SUPPLIED TEXT —
━━━━━━━━━━━━━━━━━━━━
Kurokawa, a founding member of the Metabolist movement in the 1960s, first gained global attention with futuristic proposals like the Helix City and built works such as the iconic Nakagin Capsule Tower (1972), a poignant symbol of prefabrication, recyclability, and impermanence. Millennium revisits this foundational ethos but powerfully demonstrates how its core principles—growth, change, and organic lifecycles—were translated and expanded upon for a new era. The book meticulously presents a selection of key projects from the 1980s and 1990s, showcasing a dramatic shift in scale and context from his early Japanese works to large-scale, international commissions.

The featured projects illustrate Kurokawa’s central theory of “Symbiosis”—a philosophy that sought harmony between contradictory elements: tradition and modernity, nature and technology, the local and the global. This is vividly seen in works like the Hiroshima City Museum of Contemporary Art (1988), where the building subtly integrates with the sacred landscape, and the Kuala Lumpur International Airport (1998), a “green airport” designed as a terminal-in-a-forest that synthesizes advanced engineering with organic, bioclimatic forms. Other major works detailed include the Van Gogh Museum annex in Amsterdam and the National Art Center, Tokyo, each exemplifying his mastery of light, movement, and spatial sequence.

Beyond stunning photography and architectural drawings, the book is deeply enriched by Kurokawa’s own scholarly essays. He articulates concepts like “Interculturalism,” “the Age of Life Principle,” and “the Philosophy of Symbiosis,” arguing for an architecture that moves beyond Western-centric modernism. In this sense, Millennium is a testament to his influence as both a practitioner and a theorist, inspiring a generation of architects to consider architecture as an ecological, cultural, and philosophical practice. For students and scholars, the book offers an essential record of how Japanese Metabolism evolved from a post-war utopian ideal into a nuanced, globally-applicable design language for the new millennium. It solidifies Kurokawa’s legacy as an architect who tirelessly worked to create a more connected and sustainable world through built form.
━━━━━━━━━━━━━━━━━━━━
STATED PROBLEM —
List every concept that the Kurokawa text says he articulates in his own essays in the book.
━━━━━━━━━━━━━━━━━━━━
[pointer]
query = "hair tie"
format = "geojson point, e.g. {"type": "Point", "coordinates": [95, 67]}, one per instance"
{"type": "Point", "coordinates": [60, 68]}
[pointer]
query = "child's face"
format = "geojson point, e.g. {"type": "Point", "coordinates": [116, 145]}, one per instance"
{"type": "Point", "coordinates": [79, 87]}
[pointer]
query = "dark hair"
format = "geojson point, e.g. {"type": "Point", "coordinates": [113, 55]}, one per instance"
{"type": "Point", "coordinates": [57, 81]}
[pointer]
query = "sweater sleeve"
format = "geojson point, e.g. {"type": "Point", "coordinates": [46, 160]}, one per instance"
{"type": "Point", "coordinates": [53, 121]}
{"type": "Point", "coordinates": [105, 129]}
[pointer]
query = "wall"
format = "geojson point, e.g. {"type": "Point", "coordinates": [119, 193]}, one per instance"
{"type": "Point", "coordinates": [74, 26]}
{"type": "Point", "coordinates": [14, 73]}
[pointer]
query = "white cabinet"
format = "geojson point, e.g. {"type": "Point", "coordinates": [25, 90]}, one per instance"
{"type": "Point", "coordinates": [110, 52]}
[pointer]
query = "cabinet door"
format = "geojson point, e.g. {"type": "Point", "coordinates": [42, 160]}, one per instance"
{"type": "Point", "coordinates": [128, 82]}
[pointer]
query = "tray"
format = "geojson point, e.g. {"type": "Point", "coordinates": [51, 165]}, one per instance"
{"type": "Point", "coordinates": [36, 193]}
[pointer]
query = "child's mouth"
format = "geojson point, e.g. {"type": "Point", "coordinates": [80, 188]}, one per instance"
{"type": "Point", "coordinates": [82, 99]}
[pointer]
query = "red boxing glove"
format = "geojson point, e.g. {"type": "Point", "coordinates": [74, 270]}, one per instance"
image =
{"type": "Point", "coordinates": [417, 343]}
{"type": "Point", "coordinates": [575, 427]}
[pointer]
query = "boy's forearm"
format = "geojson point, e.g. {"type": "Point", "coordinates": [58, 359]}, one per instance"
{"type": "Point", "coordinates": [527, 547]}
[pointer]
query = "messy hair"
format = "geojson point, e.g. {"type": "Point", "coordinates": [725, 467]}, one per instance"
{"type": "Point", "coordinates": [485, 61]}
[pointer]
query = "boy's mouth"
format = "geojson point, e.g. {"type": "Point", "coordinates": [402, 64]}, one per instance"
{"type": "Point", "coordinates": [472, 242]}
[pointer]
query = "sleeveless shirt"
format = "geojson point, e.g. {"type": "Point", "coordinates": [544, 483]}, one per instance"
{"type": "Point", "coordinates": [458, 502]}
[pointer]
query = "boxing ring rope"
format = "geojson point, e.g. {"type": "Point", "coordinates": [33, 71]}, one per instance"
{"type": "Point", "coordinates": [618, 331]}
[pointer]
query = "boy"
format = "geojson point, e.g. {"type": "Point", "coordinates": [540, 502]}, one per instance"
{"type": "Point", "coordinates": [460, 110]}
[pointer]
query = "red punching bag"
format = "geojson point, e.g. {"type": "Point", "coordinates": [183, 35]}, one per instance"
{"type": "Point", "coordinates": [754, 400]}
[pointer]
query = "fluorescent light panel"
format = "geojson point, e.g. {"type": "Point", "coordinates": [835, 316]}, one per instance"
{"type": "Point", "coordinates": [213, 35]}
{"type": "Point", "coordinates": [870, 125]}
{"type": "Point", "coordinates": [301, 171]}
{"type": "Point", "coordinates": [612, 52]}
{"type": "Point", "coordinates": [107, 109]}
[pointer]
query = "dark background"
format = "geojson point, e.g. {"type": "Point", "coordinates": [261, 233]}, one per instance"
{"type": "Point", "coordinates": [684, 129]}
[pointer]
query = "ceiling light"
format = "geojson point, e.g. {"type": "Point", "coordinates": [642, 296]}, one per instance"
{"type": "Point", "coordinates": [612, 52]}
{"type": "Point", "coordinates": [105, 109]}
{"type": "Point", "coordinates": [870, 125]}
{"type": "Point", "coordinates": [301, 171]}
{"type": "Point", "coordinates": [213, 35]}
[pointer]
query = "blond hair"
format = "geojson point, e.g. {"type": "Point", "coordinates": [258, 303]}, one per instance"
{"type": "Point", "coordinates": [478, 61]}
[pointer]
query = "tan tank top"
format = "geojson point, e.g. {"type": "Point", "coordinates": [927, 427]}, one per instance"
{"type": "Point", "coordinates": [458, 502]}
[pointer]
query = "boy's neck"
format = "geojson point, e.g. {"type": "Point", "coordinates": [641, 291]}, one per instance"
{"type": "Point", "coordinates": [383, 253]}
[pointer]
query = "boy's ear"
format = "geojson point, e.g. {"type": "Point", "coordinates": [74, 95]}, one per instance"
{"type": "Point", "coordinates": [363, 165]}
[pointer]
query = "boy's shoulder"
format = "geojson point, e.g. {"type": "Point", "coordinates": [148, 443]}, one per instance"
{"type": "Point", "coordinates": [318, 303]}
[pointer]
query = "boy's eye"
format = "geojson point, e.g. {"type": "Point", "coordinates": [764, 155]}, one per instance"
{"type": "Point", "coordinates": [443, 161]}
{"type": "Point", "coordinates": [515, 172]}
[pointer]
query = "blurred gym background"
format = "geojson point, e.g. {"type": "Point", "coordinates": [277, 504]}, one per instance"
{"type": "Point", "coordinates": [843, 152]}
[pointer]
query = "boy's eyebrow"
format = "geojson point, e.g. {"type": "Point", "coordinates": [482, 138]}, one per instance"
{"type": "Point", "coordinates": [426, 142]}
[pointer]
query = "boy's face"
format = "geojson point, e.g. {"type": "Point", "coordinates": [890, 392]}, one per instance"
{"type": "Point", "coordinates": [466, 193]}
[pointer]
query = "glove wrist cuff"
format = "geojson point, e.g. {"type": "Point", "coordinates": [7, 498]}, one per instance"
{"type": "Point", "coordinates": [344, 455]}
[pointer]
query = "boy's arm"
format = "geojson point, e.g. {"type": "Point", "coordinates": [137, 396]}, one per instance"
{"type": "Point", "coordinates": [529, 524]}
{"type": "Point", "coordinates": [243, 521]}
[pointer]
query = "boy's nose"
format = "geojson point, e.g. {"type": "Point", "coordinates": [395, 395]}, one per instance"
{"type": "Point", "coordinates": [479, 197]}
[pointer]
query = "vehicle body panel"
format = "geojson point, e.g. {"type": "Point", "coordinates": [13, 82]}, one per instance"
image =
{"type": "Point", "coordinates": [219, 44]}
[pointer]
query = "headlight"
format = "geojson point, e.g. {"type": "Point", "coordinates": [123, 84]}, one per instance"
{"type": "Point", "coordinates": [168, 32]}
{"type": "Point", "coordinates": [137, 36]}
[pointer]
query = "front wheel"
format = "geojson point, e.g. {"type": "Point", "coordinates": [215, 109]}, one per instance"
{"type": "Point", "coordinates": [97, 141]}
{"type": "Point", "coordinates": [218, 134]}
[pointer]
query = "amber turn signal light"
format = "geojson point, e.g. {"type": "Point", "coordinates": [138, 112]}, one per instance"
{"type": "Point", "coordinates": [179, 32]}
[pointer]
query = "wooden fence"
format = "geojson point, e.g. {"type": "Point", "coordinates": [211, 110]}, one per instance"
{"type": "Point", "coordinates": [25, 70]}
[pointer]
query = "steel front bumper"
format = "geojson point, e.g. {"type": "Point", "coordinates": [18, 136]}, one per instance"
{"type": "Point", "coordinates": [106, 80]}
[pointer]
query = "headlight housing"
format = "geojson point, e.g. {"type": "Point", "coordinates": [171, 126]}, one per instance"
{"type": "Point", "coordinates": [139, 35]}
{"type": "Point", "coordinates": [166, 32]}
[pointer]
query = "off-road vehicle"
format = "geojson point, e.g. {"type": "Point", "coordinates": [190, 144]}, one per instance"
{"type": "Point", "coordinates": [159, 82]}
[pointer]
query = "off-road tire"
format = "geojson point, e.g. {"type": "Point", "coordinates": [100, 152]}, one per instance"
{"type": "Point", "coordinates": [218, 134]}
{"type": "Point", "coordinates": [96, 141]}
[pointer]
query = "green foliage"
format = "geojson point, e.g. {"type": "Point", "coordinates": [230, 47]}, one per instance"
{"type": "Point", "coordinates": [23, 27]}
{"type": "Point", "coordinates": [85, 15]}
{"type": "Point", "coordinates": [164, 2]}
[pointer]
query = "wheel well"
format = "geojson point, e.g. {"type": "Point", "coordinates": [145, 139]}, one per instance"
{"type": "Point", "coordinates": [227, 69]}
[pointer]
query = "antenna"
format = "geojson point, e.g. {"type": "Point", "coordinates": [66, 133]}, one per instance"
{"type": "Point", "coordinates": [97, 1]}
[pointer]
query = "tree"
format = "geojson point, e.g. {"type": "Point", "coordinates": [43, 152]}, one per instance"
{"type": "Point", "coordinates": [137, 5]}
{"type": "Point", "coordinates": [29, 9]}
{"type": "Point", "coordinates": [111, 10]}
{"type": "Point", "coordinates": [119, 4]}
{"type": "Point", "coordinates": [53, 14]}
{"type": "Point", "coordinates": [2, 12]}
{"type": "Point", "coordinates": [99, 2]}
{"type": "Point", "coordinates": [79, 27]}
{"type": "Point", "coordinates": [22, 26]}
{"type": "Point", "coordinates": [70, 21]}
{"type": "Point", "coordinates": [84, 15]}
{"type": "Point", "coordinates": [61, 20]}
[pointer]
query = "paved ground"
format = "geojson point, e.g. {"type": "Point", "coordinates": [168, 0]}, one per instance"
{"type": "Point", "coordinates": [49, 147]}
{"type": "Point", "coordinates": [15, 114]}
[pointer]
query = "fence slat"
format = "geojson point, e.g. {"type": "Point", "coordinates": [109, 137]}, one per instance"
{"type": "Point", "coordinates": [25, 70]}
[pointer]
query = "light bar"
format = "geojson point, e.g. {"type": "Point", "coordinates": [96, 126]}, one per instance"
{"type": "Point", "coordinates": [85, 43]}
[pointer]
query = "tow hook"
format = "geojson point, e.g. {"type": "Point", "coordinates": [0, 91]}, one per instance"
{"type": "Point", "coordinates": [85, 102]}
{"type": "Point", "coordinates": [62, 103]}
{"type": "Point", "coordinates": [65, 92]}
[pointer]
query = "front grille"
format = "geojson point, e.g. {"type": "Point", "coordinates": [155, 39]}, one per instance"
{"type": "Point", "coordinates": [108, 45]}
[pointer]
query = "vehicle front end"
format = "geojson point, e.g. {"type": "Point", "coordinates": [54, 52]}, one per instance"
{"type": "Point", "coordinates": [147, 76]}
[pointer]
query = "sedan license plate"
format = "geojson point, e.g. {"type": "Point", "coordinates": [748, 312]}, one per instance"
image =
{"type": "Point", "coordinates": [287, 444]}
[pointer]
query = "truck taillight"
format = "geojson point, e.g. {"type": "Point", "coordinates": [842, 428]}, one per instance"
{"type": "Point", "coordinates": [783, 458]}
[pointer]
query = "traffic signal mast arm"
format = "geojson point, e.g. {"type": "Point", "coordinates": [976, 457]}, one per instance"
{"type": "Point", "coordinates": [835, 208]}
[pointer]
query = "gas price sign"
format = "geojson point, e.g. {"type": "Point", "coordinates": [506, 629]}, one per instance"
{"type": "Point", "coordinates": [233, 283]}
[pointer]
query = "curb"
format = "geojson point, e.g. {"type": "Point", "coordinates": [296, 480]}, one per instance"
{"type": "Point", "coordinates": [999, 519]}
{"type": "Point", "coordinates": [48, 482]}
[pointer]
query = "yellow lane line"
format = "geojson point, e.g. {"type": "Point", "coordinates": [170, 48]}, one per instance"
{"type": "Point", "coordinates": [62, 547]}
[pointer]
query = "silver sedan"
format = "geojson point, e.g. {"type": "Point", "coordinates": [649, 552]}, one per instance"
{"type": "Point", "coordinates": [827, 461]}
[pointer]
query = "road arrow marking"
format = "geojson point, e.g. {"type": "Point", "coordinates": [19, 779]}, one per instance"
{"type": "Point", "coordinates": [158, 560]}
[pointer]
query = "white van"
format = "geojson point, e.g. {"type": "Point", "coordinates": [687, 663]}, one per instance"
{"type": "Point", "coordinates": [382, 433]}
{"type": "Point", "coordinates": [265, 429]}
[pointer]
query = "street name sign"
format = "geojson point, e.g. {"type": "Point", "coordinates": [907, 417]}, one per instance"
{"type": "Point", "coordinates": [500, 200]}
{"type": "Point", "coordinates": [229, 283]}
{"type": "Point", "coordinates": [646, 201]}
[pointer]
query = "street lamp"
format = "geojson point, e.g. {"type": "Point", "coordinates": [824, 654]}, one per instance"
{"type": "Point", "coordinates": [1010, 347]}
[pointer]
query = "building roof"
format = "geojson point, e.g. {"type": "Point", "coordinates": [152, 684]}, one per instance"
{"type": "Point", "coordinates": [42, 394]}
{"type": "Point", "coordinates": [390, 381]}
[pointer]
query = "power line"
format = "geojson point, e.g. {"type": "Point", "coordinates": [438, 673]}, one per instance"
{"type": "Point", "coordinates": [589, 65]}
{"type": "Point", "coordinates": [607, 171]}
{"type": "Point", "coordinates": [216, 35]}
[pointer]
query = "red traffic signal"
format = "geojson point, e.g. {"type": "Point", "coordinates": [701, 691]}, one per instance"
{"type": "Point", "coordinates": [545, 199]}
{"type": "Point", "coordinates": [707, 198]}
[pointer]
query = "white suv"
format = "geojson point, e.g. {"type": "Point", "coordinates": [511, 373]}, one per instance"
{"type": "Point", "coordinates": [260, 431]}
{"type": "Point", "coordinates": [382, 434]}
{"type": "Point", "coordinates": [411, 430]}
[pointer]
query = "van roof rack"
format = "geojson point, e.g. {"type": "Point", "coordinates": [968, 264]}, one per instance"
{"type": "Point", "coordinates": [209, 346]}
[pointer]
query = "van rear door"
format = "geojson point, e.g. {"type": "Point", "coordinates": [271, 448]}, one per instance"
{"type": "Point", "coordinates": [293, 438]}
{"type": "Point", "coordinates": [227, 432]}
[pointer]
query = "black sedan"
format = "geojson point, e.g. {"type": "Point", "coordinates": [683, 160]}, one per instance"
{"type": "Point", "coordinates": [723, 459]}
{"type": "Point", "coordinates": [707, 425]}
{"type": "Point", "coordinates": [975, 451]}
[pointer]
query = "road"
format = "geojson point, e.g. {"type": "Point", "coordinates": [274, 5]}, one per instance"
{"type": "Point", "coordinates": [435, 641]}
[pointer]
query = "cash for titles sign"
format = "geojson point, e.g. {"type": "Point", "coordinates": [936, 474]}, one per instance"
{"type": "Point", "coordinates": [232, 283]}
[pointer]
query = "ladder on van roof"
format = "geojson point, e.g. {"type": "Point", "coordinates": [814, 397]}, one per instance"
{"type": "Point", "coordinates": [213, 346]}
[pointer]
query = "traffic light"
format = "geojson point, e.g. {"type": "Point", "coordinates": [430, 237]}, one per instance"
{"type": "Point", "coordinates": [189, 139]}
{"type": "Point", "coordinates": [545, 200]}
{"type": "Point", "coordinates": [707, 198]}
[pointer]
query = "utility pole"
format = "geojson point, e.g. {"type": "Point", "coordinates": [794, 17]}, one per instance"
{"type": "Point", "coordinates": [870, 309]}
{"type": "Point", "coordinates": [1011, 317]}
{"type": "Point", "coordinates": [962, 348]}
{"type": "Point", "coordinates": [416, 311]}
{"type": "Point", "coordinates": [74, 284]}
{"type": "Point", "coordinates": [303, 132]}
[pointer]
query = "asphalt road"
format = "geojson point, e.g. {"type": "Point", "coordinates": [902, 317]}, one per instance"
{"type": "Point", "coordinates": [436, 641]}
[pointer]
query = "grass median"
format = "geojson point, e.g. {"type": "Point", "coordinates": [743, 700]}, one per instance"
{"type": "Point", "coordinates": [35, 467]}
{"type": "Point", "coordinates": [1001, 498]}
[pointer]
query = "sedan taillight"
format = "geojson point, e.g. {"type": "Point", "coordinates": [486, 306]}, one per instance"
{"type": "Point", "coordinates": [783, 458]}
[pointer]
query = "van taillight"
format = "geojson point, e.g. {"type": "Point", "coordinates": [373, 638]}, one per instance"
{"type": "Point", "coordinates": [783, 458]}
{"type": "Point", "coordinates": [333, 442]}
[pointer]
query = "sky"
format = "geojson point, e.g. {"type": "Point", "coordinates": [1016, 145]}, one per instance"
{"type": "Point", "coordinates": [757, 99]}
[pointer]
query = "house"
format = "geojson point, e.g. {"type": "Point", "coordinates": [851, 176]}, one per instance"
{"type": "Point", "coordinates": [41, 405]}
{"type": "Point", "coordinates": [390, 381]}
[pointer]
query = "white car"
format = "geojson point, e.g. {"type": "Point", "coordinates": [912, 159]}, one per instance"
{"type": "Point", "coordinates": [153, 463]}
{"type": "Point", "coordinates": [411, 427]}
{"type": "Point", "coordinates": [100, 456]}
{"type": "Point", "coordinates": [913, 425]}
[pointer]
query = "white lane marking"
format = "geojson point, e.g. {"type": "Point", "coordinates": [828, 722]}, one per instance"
━━━━━━━━━━━━━━━━━━━━
TASK SOLUTION —
- Interculturalism
- the Age of Life Principle
- the Philosophy of Symbiosis